BEGIN SOURCE EXTRACT

Robert's Db2 blog: Db2 for z/OS CHAR versus VARCHAR, Part 2

Last month, I posted to this blog an entry in which I provided my thoughts on the CHAR (fixed-length) versus the VARCHAR (varying-length) data type for character string columns in Db2 for z/OS tables. Soon after, I received a note from a longtime Db2 for z/OS DBA whom I've known for years. He had read the aforementioned blog post, and that prompted him to share with me a story of a VARCHAR issue with which he was presently dealing. I found it to be a quite interesting story, and I am sharing it by way of this post.

My DBA friend made an interesting discovery while analyzing indexes to see if space savings could be achieved via ALTER with NOT PADDED, for indexes created with a PADDED specification and defined on a key containing at least one varying-length column (more on NOT PADDED and index space savings at the end of this entry). He saw that there was a table column, defined as VARCHAR(50), that appeared to contain 50 bytes of data in every row of the table. Curious, he investigated further and found that, in fact, most of the bytes in most of those column values were trailing blanks - for some of the table's rows, ALL of the bytes in the column were blanks. The use of VARCHAR(50) instead of CHAR(50) was not saving ANY space for this column - in fact, it was causing a little more space to be used versus CHAR(50), owing to the 2-byte offset indicator for the VARCHAR column (assuming the use of reordered row format - with basic row format there would still be a two-byte indicator for each varying-length column, but it would be a length indicator instead of an offset indicator).

Now, a Db2 for z/OS DBA might be inclined to think, on having made such a discovery, "What were those application developers thinking? Why in the world would they pad a value (even a non-existent value) with blanks to completely fill up a VARCHAR column?" I would tell you, in that case, "First of all, chill out. Application developers who write programs that access Db2 for z/OS data are your best friends - don't rush to accuse them of malfeasance. Second, this odd fill-up-the-VARCHAR-column application behavior may not be - in fact very likely is not - the fault of a development team."

"Not the developers' fault?" you might ask. "What do you mean? How could it not be the fault of developers?" Two words: code generator. My DBA friend whose story I'm retelling here discovered that it was a code-generation tool that was padding to-be-inserted values, with blanks, to the maximum length allowed by a VARCHAR column. Not only that, but he reached into his personal memory bank and recalled a very similar situation he had encountered some years ago, when working for another company: similarly, values inserted into VARCHAR columns of Db2 tables were padded with blanks to the maximum allowable length, and similarly, this behavior was traced to the action of a code generation tool, as opposed to code written by application developers.

The DBA named names with regard to the code generation tool used at his site, and the different code generator product used at his former place of work. I won't name those products here, but I recognized the names and a lot of you would, too. My point: you may have, in your Db2 for z/OS environment, the same issue my DBA friend encountered in his. You, too, may have VARCHAR columns in Db2 tables that appear to be as full as they can be with data values, when in fact the columns largely - perhaps mostly - contain blanks (hexadecimal '40' values, if we're talking about EBCDIC-encoded tables).

END SOURCE EXTRACT

Decide whether each statement agrees with the Db2 blog post, and answer yes or no, quoting the words of the post that settle it. 1. The VARCHAR(50) column took up slightly more space than a CHAR(50) column would have. 2. The post names the code generation tools involved. 3. The blank padding was traced to code written by application developers.

BEGIN MATERIAL SUPPLIED

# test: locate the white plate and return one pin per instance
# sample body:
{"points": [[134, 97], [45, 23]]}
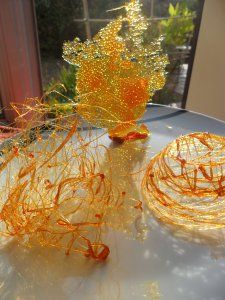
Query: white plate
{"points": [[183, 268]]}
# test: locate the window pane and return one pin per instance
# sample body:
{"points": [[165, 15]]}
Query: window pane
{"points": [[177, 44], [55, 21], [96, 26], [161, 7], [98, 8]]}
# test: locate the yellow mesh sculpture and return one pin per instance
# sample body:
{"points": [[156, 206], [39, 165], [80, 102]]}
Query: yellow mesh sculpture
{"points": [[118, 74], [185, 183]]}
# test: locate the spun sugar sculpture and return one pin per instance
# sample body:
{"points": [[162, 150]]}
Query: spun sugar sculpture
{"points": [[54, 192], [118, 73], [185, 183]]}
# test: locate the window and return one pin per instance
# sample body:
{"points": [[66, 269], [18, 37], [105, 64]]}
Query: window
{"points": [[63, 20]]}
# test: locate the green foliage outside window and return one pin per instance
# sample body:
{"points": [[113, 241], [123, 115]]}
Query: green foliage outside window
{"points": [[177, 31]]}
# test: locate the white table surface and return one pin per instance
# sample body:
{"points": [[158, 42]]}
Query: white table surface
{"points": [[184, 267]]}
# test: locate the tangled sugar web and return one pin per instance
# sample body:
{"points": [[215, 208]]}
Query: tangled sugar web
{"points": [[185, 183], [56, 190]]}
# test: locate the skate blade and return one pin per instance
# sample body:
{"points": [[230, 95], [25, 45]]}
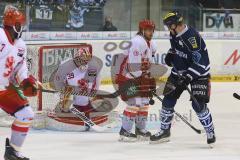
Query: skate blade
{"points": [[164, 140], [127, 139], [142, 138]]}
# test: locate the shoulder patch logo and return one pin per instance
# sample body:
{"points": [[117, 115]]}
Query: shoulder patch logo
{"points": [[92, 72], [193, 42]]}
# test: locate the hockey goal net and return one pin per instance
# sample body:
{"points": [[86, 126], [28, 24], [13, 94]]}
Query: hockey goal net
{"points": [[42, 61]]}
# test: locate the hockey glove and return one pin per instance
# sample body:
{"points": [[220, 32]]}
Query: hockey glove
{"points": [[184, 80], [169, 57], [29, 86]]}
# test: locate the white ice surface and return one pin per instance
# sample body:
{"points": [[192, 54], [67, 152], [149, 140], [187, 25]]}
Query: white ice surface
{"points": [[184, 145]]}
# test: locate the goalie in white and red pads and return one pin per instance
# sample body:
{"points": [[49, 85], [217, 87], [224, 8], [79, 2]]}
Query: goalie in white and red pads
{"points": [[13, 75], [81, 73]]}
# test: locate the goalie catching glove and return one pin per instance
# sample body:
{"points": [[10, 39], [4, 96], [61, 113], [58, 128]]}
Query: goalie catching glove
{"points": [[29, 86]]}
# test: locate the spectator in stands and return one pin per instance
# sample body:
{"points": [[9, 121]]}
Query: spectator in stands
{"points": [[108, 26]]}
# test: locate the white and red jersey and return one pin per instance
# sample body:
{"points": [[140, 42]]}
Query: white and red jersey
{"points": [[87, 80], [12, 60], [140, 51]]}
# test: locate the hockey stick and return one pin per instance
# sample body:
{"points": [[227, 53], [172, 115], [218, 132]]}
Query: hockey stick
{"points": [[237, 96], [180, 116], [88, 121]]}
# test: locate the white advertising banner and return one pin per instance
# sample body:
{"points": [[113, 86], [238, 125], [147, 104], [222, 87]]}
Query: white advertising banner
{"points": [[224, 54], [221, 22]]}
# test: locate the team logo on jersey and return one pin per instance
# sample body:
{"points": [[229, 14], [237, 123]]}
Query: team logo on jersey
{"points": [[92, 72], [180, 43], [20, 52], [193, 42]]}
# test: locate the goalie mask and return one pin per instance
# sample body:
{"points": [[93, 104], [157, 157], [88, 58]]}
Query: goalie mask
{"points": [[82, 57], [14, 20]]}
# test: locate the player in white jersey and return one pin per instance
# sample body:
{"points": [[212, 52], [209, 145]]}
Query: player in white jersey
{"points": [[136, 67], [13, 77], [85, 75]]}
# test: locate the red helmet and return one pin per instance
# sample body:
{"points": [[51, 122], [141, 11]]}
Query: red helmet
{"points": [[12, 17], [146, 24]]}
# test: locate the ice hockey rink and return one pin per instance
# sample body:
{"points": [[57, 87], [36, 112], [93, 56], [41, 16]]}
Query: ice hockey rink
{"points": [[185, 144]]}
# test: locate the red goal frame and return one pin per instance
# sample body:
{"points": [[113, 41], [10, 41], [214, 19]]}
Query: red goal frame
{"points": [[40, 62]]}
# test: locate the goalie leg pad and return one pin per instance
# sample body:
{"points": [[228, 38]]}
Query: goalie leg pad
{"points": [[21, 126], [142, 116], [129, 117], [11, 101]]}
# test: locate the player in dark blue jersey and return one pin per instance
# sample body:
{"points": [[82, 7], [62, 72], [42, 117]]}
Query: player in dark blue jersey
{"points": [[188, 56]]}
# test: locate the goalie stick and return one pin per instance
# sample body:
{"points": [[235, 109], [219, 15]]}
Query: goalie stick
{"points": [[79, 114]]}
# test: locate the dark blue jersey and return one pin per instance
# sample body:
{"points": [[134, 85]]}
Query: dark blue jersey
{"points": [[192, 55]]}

END MATERIAL SUPPLIED

COMPLETE RESPONSE —
1. Yes: "it was causing a little more space to be used versus CHAR(50)"
2. No: "I won't name those products here"
3. No: "it was a code-generation tool that was padding to-be-inserted values, with blanks, to the maximum length allowed by a VARCHAR column"